--- START OF DATA EXTRACT ---

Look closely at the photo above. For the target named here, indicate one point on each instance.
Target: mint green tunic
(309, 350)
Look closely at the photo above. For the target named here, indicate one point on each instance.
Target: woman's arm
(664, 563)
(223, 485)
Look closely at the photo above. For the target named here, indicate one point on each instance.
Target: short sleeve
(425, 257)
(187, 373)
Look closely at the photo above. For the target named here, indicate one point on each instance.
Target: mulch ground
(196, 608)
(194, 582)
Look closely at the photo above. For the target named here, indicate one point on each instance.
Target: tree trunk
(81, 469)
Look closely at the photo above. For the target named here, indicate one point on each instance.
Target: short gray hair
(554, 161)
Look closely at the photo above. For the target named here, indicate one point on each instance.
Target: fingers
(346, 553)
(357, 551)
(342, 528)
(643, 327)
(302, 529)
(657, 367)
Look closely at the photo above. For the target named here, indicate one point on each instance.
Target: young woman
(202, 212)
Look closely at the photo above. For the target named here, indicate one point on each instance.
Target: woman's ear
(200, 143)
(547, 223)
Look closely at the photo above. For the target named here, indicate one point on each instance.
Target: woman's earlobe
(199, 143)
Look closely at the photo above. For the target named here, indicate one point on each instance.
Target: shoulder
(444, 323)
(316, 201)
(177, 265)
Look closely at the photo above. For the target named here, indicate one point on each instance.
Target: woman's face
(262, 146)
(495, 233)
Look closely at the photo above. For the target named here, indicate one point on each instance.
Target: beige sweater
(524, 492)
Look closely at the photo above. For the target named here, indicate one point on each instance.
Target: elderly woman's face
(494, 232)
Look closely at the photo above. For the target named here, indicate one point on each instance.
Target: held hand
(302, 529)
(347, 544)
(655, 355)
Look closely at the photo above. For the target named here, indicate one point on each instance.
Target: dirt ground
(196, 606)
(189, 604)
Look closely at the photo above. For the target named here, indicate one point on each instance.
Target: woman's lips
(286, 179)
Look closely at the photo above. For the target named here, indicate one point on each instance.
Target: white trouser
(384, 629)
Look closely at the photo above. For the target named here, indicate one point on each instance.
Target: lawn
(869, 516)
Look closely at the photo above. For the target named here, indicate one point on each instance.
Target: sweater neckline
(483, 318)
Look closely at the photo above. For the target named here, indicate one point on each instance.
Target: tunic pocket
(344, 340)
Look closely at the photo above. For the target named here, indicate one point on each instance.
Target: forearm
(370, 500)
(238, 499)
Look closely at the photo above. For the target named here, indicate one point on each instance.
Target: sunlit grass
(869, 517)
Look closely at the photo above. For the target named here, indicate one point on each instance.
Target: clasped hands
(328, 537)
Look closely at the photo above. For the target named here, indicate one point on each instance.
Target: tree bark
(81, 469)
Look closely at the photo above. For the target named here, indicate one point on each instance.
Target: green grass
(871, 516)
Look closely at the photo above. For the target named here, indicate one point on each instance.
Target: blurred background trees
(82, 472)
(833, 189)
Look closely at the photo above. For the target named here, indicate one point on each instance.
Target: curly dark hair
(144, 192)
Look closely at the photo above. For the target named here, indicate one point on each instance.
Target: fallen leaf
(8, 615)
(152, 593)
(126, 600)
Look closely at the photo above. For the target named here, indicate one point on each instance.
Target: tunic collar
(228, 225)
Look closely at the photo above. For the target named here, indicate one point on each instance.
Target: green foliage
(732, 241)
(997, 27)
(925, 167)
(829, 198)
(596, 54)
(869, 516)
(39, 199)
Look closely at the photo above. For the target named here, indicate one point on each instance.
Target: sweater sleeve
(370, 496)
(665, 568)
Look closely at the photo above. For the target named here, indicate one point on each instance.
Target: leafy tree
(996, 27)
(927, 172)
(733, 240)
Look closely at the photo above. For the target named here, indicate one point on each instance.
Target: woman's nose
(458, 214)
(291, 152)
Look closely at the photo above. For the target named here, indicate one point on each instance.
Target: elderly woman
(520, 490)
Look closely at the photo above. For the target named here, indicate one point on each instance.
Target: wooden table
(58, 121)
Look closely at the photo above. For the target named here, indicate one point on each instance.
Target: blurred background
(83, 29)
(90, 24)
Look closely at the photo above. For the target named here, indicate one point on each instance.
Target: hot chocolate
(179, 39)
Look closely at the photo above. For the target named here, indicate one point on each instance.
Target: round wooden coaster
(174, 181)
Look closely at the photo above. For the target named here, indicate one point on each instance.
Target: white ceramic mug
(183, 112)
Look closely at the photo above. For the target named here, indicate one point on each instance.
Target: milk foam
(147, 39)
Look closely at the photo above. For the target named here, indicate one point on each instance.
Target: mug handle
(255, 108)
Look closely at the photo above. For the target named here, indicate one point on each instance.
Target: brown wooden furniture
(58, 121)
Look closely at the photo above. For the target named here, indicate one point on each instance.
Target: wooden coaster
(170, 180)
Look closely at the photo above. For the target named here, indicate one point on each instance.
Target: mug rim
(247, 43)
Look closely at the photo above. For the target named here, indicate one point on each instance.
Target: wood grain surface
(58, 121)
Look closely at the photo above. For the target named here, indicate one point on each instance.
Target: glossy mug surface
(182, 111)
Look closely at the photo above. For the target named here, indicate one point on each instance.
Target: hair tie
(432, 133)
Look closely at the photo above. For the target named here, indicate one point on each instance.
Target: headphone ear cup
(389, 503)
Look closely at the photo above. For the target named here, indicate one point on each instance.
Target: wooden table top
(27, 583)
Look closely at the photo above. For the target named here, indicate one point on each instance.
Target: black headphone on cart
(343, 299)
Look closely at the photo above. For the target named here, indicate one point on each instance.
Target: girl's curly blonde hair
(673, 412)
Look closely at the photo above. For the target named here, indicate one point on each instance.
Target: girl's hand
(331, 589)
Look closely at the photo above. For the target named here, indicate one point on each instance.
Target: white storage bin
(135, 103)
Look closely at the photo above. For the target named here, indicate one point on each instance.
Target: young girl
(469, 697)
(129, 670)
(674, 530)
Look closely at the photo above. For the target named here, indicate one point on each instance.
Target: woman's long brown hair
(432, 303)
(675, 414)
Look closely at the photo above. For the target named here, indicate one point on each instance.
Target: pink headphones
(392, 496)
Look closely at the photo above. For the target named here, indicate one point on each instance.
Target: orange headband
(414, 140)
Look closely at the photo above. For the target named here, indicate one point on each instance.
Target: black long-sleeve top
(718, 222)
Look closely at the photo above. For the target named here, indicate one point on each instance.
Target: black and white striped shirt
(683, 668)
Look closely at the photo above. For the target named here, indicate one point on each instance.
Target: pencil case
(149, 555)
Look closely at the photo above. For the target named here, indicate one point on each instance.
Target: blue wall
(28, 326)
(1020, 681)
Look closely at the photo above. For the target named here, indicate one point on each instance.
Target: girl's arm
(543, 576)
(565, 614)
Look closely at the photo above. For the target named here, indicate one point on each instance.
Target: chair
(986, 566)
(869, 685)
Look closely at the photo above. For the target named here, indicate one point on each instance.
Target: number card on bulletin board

--- END OF DATA EXTRACT ---

▶ _TASK DESCRIPTION_
Repeat all of the records above exactly as written.

▶ _REPLY_
Look closely at the photo above. For the target named here, indicate one point on each instance.
Target: mint green tunic
(309, 350)
Look closely at the photo above. For the target named here, indicate one point on each instance.
Target: woman's arm
(664, 563)
(223, 485)
Look closely at the photo above. For the target named here, indicate one point on each instance.
Target: short sleeve
(425, 257)
(187, 373)
Look closely at the photo above. For the target named here, indicate one point on each instance.
Target: mulch ground
(196, 608)
(194, 582)
Look closely at the photo above. For the target named here, indicate one point on each instance.
Target: tree trunk
(81, 469)
Look closely at the photo above. For the target named here, indicate one point on each instance.
Target: short gray hair
(554, 161)
Look closely at the photo above. For the target named here, indicate one point on each instance.
Target: fingers
(346, 553)
(357, 551)
(342, 528)
(643, 327)
(302, 529)
(657, 367)
Look closely at the photo above. For the target named here, indicate one point on each instance.
Target: young woman
(202, 212)
Look closely at the photo above. For the target named here, indicate one point on each instance.
Target: woman's ear
(200, 143)
(547, 223)
Look closely at the photo above. For the target named here, indicate one point on each instance.
Target: woman's earlobe
(199, 143)
Look closely at the photo above. For the target named here, indicate one point on each instance.
Target: shoulder
(444, 323)
(316, 201)
(177, 265)
Look closely at the photo above. For the target named here, indicate one point on each instance.
Target: woman's face
(262, 146)
(495, 233)
Look closely at the photo above. For the target named here, indicate one point on each instance.
Target: beige sweater
(524, 492)
Look closely at the photo above. For the target named here, indicate one point on each instance.
Target: elderly woman's face
(494, 232)
Look closely at the photo above. For the target named here, indicate one point on each instance.
Target: held hand
(302, 529)
(347, 544)
(655, 355)
Look closely at the photo above. For the target named here, indicate one point on each instance.
Target: dirt ground
(196, 606)
(189, 604)
Look closely at the photo above. For the target named here, indicate one point on each instance.
Target: woman's lips
(286, 179)
Look closely at the photo above. For the target named here, indicate one point on each instance.
Target: white trouser
(384, 629)
Look closely at the photo above. For the target named here, indicate one point on each instance.
Target: lawn
(869, 516)
Look closely at the photo above. For the target named here, indicate one point on each instance.
Target: sweater neckline
(483, 318)
Look closely at the photo above. For the target named here, indicate one point on each instance.
Target: tunic pocket
(344, 340)
Look closely at the photo above. For the target named here, indicate one point on each instance.
Target: forearm
(370, 500)
(238, 499)
Look closely at the photo above. For the target named here, indicate one point on each instance.
Target: sunlit grass
(869, 517)
Look closely at the photo above. For the target named here, indicate one point on each instance.
Target: clasped hands
(328, 537)
Look closely at the photo above. For the target named here, indicate one point on each instance.
Target: tree bark
(81, 469)
Look closely at the photo above. For the target named here, indicate one point on each instance.
Target: green grass
(871, 516)
Look closely at the photo above. For the target named here, indicate one point on each instance.
Target: blurred background trees
(82, 472)
(833, 189)
Look closely at the photo above. For the target named here, indicate one point on each instance.
Target: curly dark hair
(144, 192)
Look closely at the photo above. For the target named here, indicate one point on each instance.
Target: fallen leaf
(8, 615)
(152, 593)
(126, 600)
Look closely at the photo above. For the target named here, indicate one point on each instance.
Target: tunic collar
(228, 225)
Look closely at the photo above. For the target named here, indicate one point on each instance.
Target: green foliage
(732, 241)
(997, 27)
(925, 167)
(829, 198)
(596, 54)
(869, 516)
(39, 199)
Look closely at the photo above. For the target named here, indicate one point on each instance.
Target: sweater sleeve
(370, 496)
(665, 568)
Look closely at the photo above. For the target named here, indicate one point on each instance.
Target: leafy tree
(996, 27)
(927, 172)
(733, 240)
Look closely at the photo above. For the target named here, indicate one point on each instance.
Target: woman's nose
(458, 214)
(291, 152)
Look closely at the photo above. For the target named here, indicate one point on each instance.
Target: elderly woman
(520, 490)
Look closely at the photo above. For the target named here, indicate one point on each instance.
Target: wooden table
(58, 121)
Look closely at the photo above. For the target named here, indicate one point on each instance.
Target: blurred background
(83, 29)
(90, 24)
Look closely at the photo above. For the target named here, indicate one point on each instance.
Target: hot chocolate
(179, 39)
Look closely at the photo above. For the target named here, indicate one point on each instance.
Target: round wooden coaster
(174, 181)
Look closely at the photo above. For the target named here, indicate one point on each instance.
Target: white ceramic mug
(183, 112)
Look closely at the photo above. For the target named here, indicate one point on each instance.
Target: milk foam
(147, 39)
Look closely at the photo above. For the target named here, indicate one point on each instance.
Target: mug handle
(255, 108)
Look closely at the photo above. For the target named here, indicate one point on each instance.
Target: brown wooden furniture
(58, 121)
Look closely at the photo above. For the target named here, indicate one point on each instance.
Target: wooden coaster
(170, 180)
Look closely at the photo above. For the target named here, indicate one point on each instance.
Target: mug rim
(247, 43)
Look closely at the photo above. For the target named here, indicate one point on each instance.
Target: wood grain surface
(58, 121)
Look closely at the photo above. For the target named here, indicate one point on each instance.
Target: glossy mug surface
(182, 111)
Look closely at the photo above. For the target named here, indicate one point on each instance.
Target: hair tie
(432, 133)
Look closely at the photo above. For the target named here, indicate one point on each instance.
Target: headphone ear cup
(389, 503)
Look closely at the photo above. For the target named here, indicate one point on each instance.
Target: wooden table top
(27, 583)
Look closely at the photo above. For the target named here, indicate one point on each instance.
Target: black headphone on cart
(343, 299)
Look closely at the photo above. For the target named here, indicate one point on each instance.
Target: girl's curly blonde hair
(673, 412)
Look closely at the photo above. For the target named here, indicate one point on each instance.
Target: girl's hand
(331, 589)
Look closely at the photo above. For the target named here, indicate one point on each instance.
Target: white storage bin
(135, 103)
Look closely at the photo above. For the target named here, indicate one point on each instance.
Target: young girl
(469, 697)
(129, 670)
(674, 530)
Look closely at the photo above. For the target named here, indicate one point on each instance.
Target: woman's long brown hair
(432, 303)
(675, 414)
Look closely at the photo above. For the target named here, indicate one point on each instance.
Target: pink headphones
(392, 496)
Look closely at the photo above. For the target named here, indicate one point on each instance.
Target: orange headband
(414, 140)
Look closely at the photo above. For the target named here, indicate one point on each instance.
Target: black long-sleeve top
(718, 222)
Look closely at the photo above. For the target named here, indicate one point on each instance.
Target: black and white striped shirt
(683, 668)
Look closely at the photo above. For the target named here, indicate one point on each instance.
Target: pencil case
(149, 555)
Look closely at the photo above. For the target named here, indicate one point on each instance.
Target: blue wall
(28, 326)
(1020, 681)
Look closely at the photo above. For the target named here, indicate one point on each instance.
Target: girl's arm
(543, 576)
(565, 614)
Look closely at the photo above. For the target named here, indicate one point on each instance.
Target: chair
(986, 566)
(869, 685)
Look closely at the photo above. For the target named here, indicate one point on each instance.
Target: number card on bulletin board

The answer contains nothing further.